• Work instruction: Please find every line in the records below that contains the word "loop", and copy it.

************

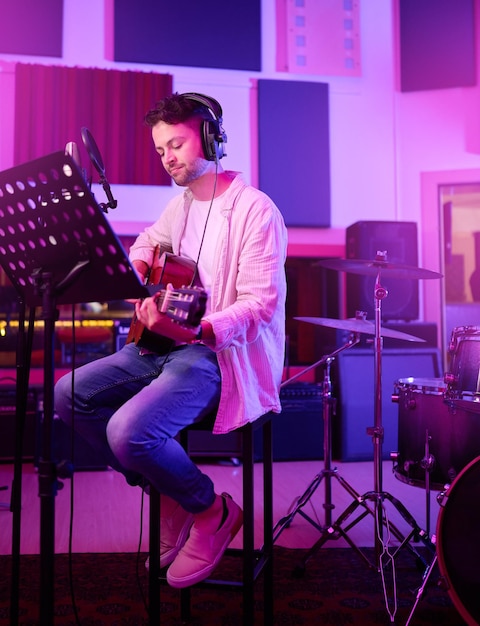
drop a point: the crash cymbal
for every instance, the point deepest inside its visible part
(372, 268)
(355, 325)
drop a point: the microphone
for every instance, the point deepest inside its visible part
(96, 158)
(72, 150)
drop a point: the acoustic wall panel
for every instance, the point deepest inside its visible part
(211, 33)
(437, 44)
(294, 149)
(31, 27)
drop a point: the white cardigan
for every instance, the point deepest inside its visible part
(247, 296)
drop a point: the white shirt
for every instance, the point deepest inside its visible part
(247, 296)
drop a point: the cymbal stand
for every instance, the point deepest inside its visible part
(377, 497)
(327, 473)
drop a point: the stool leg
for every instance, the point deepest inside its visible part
(268, 521)
(248, 528)
(154, 559)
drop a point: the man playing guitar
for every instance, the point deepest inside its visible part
(226, 357)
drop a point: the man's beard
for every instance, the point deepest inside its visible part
(191, 173)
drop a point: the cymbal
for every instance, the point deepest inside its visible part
(355, 325)
(394, 270)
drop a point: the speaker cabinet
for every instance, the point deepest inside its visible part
(354, 388)
(399, 241)
(297, 431)
(8, 424)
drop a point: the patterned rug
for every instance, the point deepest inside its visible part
(337, 587)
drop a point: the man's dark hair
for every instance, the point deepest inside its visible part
(176, 109)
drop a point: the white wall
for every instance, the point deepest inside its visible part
(381, 139)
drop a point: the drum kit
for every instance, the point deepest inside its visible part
(423, 460)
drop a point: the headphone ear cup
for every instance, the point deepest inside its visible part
(212, 140)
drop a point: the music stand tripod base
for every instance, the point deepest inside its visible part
(56, 247)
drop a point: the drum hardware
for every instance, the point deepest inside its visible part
(327, 473)
(373, 502)
(457, 547)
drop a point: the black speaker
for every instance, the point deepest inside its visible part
(354, 378)
(399, 241)
(212, 134)
(8, 424)
(297, 432)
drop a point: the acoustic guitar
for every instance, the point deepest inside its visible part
(183, 304)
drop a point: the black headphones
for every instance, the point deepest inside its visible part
(212, 134)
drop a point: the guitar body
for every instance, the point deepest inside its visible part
(178, 271)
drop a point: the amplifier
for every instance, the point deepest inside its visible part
(8, 424)
(297, 431)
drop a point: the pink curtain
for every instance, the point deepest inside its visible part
(53, 103)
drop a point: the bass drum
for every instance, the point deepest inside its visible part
(458, 542)
(453, 434)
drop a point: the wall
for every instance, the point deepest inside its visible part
(381, 139)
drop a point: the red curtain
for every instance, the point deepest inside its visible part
(53, 103)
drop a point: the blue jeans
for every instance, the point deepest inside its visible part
(130, 407)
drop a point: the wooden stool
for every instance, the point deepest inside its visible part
(254, 561)
(90, 341)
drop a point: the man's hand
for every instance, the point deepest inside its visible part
(148, 314)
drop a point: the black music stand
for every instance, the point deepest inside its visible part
(57, 247)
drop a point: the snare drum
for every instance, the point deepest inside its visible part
(463, 378)
(458, 543)
(427, 419)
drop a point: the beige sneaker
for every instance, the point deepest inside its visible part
(175, 525)
(205, 546)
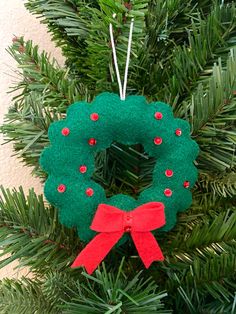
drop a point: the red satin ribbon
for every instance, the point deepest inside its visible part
(112, 222)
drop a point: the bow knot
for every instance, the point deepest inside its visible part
(113, 222)
(128, 221)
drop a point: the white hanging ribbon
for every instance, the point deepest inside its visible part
(122, 90)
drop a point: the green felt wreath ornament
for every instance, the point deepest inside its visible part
(92, 127)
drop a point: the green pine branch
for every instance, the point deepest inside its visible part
(31, 233)
(24, 296)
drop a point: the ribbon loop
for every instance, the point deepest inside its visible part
(112, 222)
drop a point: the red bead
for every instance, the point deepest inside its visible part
(158, 115)
(83, 169)
(65, 131)
(169, 173)
(127, 229)
(94, 116)
(61, 188)
(92, 141)
(168, 192)
(157, 140)
(186, 184)
(178, 132)
(89, 192)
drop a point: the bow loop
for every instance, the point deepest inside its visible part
(112, 222)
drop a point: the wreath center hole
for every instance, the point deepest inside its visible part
(124, 169)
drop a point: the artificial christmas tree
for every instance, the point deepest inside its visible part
(184, 54)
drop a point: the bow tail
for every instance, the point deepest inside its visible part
(97, 249)
(147, 247)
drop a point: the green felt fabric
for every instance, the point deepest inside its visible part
(129, 122)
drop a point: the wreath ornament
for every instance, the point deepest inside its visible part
(90, 128)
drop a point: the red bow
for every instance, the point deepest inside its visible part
(112, 223)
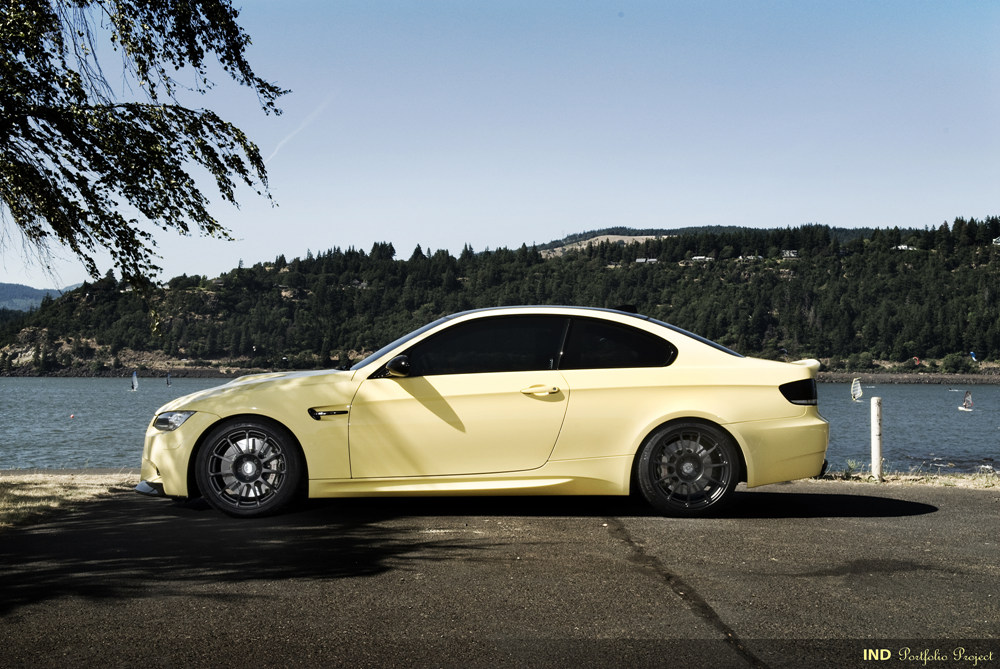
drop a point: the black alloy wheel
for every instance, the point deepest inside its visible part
(249, 468)
(688, 469)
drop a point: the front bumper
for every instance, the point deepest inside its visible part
(151, 489)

************

• Result for this task:
drop a point: the ribbon loop
drop a point: the bow loop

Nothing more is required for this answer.